▶ [TASK BRIEF]
Which lines in the block of data below contain the word "mask"? Gather each of them and copy it in full.

▶ [A block of data]
━━━━━━━━━━━━━━━━━━━━━━━━━━━━━━

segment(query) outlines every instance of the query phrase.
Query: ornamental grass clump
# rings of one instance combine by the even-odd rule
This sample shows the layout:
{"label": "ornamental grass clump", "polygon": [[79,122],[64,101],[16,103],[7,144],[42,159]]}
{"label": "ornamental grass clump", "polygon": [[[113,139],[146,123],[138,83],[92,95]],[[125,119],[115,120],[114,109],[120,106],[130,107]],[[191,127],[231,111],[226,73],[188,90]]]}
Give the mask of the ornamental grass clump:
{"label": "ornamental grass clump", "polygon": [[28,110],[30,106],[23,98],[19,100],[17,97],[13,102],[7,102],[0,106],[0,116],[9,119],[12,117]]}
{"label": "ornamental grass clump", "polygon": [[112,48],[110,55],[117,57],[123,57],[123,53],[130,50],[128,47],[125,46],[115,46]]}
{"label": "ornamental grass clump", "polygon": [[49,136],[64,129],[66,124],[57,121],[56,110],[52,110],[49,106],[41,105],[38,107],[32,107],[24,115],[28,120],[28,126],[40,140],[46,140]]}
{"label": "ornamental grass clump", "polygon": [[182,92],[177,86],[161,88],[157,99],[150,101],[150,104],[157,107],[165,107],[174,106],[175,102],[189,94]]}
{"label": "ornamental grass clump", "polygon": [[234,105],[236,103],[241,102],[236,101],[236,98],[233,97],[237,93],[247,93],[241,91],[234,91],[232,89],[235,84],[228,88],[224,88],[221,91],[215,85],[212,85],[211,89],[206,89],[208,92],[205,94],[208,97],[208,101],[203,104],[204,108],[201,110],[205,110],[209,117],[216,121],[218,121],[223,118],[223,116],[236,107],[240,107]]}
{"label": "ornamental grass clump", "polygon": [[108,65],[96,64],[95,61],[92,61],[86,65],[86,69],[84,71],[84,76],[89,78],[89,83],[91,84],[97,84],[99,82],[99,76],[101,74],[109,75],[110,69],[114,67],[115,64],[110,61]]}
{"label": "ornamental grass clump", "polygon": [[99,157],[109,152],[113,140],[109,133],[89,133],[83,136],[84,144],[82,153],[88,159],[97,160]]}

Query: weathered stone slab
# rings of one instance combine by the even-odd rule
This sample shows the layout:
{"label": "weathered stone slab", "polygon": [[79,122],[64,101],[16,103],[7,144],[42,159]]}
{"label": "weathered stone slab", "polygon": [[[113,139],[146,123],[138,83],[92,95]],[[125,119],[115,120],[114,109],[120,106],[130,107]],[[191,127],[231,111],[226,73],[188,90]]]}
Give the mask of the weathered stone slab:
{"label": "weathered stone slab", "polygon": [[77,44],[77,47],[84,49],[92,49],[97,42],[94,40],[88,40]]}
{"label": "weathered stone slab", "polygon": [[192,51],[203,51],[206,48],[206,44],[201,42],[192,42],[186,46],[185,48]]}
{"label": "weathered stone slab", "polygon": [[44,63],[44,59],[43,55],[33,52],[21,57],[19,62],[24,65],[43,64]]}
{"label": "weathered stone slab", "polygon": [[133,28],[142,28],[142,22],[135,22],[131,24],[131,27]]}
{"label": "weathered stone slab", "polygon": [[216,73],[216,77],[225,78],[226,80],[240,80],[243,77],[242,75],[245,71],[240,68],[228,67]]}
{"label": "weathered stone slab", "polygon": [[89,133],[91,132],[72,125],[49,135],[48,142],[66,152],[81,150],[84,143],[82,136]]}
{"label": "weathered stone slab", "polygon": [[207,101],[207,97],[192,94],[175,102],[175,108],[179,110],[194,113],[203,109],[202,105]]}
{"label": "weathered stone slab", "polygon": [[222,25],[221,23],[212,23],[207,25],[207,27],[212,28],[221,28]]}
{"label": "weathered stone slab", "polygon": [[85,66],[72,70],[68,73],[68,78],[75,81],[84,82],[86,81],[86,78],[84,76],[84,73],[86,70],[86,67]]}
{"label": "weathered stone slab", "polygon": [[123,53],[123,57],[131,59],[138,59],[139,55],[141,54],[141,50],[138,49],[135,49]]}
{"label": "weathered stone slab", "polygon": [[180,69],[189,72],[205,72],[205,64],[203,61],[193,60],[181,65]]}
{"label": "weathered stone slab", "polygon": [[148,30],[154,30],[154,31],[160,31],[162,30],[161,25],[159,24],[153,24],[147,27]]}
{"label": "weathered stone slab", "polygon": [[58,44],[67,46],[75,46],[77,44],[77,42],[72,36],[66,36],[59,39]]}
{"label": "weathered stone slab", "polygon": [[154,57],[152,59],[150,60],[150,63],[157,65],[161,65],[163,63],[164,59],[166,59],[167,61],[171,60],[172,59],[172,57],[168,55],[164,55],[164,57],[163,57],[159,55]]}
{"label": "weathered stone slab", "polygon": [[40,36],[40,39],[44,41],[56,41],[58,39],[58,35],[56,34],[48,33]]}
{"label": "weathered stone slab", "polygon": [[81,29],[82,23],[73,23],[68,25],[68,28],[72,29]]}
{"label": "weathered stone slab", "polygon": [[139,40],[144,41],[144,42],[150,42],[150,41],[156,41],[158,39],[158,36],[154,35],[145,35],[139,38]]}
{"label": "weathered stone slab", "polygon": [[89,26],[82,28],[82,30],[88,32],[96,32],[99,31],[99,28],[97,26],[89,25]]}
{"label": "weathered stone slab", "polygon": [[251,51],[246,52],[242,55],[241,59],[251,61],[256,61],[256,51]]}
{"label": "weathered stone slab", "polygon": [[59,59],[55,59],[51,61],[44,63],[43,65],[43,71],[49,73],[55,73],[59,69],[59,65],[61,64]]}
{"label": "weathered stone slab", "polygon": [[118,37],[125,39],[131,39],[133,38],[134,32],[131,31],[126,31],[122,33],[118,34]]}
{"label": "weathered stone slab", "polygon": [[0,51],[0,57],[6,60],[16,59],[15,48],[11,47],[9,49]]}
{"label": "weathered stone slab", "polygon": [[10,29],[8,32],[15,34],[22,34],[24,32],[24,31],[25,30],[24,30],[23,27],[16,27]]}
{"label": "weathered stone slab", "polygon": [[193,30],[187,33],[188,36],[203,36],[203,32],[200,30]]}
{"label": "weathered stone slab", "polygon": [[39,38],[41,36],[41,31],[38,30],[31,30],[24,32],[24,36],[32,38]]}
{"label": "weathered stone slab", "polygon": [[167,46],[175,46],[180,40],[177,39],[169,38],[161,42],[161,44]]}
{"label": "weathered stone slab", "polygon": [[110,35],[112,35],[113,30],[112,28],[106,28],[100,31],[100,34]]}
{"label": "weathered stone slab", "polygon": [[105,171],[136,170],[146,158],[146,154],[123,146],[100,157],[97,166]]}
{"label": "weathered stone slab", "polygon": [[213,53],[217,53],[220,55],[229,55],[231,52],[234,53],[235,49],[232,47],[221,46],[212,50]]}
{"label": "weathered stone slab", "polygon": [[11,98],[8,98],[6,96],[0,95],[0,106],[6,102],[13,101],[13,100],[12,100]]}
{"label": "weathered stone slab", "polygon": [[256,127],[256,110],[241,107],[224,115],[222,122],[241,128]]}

━━━━━━━━━━━━━━━━━━━━━━━━━━━━━━

▶ [SOLUTION TO THIS EXERCISE]
Give the mask of the ornamental grass clump:
Give the mask of the weathered stone slab:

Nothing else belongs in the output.